▶ _What you have to do_:
Locate every line in the data below that contains the word "hand", and copy each of those lines in full.

▶ _Material shown_:
▽
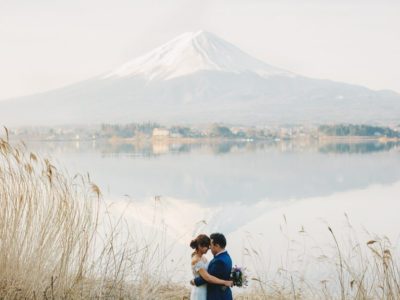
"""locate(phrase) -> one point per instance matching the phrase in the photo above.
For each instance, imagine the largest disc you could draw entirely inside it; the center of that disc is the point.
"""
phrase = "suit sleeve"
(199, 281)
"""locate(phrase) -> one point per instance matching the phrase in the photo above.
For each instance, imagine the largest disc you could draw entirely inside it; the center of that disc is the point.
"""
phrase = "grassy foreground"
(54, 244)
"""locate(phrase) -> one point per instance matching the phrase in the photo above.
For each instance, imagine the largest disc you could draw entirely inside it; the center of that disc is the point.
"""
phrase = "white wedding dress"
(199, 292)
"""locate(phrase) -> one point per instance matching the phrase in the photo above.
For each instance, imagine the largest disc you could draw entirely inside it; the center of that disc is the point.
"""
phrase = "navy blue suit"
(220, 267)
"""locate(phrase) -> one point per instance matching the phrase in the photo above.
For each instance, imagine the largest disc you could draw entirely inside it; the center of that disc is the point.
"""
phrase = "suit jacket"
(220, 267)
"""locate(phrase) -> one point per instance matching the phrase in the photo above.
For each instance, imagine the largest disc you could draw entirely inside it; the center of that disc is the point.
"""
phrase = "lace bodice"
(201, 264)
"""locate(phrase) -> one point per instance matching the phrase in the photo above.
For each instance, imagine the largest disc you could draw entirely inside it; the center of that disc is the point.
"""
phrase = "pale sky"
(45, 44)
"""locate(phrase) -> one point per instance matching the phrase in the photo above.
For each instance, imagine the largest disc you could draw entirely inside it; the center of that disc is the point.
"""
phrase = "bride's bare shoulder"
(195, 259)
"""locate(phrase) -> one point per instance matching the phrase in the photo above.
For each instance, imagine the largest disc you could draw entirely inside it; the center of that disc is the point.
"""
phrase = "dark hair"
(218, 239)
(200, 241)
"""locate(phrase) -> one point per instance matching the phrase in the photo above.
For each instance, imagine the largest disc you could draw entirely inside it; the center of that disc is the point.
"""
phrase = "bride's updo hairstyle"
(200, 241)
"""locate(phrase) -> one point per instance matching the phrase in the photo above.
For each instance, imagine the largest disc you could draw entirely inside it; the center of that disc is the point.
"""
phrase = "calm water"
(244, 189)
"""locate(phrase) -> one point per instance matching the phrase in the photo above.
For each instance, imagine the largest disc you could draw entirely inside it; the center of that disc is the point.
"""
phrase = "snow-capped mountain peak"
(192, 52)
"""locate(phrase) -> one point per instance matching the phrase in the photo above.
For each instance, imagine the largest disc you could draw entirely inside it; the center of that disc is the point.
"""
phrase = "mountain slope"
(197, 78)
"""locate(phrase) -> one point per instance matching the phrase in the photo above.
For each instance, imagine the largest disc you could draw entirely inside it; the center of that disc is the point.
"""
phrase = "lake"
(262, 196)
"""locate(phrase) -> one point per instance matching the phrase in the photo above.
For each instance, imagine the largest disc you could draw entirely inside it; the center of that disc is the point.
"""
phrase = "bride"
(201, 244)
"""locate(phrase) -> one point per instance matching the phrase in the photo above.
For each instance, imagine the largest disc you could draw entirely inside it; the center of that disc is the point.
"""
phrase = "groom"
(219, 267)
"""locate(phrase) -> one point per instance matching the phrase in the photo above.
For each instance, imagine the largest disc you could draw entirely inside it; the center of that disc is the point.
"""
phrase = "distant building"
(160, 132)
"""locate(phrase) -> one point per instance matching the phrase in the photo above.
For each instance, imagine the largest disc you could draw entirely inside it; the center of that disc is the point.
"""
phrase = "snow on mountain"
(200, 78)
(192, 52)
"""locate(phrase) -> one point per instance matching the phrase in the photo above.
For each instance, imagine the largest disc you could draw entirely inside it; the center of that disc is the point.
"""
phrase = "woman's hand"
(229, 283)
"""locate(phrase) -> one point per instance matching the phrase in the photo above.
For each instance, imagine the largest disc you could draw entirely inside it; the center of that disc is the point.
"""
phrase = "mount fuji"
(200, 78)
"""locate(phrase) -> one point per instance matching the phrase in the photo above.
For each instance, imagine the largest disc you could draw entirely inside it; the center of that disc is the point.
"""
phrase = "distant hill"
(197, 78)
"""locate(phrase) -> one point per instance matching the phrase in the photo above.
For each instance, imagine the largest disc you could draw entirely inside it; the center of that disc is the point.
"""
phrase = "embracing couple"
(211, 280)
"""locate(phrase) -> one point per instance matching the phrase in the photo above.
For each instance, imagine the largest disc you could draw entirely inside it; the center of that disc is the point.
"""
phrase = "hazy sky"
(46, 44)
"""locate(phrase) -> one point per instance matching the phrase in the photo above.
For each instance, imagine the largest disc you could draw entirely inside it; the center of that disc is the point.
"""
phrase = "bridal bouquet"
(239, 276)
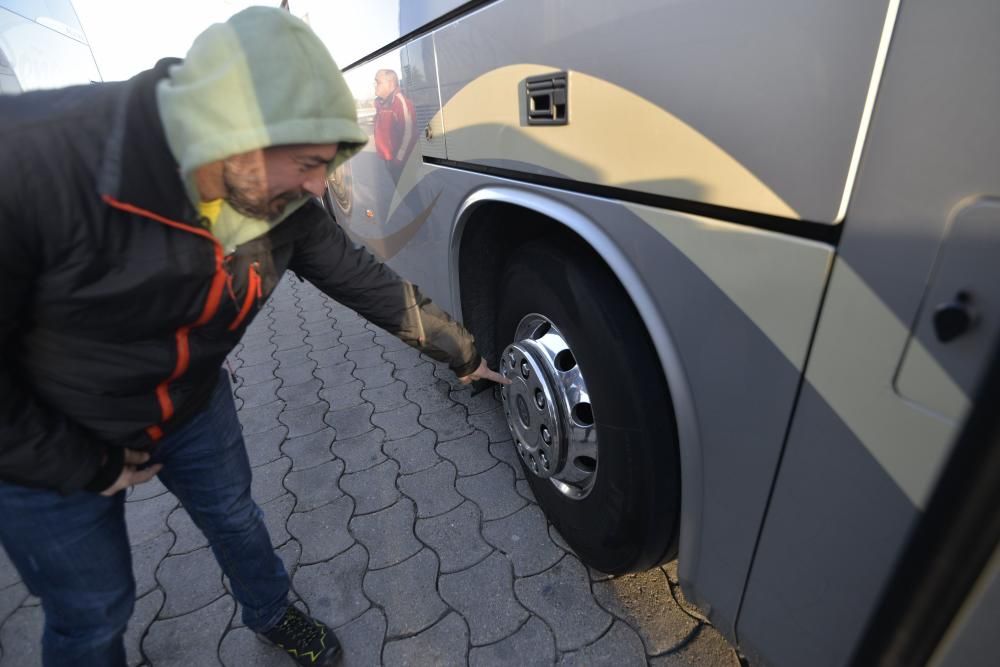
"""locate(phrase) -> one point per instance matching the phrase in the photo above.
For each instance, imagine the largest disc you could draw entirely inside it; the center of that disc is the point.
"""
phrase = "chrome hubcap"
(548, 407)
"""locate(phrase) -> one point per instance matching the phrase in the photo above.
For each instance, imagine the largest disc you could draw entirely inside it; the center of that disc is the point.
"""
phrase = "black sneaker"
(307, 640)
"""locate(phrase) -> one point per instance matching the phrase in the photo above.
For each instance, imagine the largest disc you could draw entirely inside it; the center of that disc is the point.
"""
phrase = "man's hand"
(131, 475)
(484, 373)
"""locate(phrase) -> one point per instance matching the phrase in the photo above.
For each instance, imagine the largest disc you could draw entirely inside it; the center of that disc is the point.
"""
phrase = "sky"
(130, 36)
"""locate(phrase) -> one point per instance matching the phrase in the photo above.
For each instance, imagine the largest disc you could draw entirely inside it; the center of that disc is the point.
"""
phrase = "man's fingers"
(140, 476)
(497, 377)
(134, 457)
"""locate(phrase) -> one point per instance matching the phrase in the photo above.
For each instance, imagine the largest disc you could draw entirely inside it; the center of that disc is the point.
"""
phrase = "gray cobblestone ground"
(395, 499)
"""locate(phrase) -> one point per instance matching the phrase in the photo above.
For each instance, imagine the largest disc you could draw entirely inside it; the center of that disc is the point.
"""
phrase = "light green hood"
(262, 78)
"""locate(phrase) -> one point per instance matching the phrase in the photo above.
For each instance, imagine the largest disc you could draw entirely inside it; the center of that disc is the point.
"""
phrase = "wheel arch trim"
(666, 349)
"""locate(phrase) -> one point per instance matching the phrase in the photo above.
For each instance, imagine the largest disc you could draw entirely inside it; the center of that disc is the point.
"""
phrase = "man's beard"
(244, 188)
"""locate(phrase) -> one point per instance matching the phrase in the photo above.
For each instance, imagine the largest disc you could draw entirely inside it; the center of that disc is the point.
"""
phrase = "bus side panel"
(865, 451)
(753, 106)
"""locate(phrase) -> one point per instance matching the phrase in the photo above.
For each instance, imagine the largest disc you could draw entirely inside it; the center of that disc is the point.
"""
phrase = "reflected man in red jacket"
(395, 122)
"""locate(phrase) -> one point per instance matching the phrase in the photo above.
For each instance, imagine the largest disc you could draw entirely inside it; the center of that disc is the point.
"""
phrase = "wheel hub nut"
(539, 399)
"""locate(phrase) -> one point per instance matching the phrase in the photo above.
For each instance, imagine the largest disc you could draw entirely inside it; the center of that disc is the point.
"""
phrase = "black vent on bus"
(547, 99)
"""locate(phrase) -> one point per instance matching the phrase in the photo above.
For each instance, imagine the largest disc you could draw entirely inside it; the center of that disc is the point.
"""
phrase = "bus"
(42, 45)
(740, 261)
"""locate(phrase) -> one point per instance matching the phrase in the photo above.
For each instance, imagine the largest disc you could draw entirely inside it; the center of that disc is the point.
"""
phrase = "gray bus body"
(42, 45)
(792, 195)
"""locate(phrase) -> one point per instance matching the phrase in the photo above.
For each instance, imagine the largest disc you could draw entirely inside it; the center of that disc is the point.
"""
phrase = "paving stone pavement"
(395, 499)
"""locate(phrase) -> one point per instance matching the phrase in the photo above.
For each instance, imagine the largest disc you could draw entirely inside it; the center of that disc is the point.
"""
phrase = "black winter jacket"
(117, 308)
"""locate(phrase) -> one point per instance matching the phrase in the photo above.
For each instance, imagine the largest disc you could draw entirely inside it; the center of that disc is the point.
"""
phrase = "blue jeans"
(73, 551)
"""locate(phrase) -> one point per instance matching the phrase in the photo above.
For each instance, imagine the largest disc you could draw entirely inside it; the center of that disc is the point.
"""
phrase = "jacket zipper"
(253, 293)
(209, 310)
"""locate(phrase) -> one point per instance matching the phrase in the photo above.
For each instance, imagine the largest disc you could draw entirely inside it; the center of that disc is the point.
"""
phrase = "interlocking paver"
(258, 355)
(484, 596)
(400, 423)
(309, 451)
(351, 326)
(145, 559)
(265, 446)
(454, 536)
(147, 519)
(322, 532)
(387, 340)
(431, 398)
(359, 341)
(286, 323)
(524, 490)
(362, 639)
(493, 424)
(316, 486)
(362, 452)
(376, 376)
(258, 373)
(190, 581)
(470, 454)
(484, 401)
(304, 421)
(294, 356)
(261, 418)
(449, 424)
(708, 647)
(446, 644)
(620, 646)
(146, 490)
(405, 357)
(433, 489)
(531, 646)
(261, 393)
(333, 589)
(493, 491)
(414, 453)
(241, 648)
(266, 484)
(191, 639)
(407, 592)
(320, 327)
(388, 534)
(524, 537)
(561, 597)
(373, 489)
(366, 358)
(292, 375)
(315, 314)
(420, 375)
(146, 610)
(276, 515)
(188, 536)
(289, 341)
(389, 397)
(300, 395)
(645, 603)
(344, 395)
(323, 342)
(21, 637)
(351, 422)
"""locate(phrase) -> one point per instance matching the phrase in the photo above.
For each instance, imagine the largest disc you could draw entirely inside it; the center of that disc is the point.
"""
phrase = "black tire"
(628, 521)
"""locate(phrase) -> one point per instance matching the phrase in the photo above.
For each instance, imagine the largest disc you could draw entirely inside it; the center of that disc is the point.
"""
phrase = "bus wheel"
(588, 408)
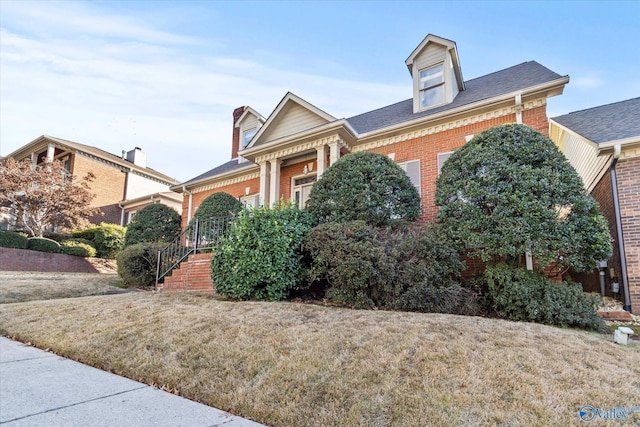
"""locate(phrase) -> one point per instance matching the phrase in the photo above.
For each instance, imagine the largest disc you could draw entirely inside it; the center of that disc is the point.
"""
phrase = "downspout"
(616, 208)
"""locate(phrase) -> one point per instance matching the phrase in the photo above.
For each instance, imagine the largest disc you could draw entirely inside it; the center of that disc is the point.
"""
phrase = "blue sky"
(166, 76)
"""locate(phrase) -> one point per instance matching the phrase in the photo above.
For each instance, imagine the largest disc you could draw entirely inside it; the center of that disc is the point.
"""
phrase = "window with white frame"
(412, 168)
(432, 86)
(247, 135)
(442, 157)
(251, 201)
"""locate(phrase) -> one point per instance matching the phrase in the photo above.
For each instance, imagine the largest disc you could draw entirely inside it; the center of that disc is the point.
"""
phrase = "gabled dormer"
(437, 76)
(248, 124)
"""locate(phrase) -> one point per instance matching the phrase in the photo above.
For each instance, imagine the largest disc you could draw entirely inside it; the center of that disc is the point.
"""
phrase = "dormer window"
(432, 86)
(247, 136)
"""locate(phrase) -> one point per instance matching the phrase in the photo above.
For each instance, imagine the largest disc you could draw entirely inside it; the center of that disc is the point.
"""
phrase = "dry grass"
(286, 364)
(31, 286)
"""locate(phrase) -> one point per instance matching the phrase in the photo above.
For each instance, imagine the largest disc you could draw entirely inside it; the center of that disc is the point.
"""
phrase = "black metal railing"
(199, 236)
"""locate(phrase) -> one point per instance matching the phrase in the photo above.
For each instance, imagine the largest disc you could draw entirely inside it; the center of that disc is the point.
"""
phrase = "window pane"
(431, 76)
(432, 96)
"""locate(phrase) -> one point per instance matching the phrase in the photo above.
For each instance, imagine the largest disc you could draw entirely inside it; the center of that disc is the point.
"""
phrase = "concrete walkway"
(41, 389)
△
▶ _Answer to this task_:
phrase = "woman's hand"
phrase = "man's hand"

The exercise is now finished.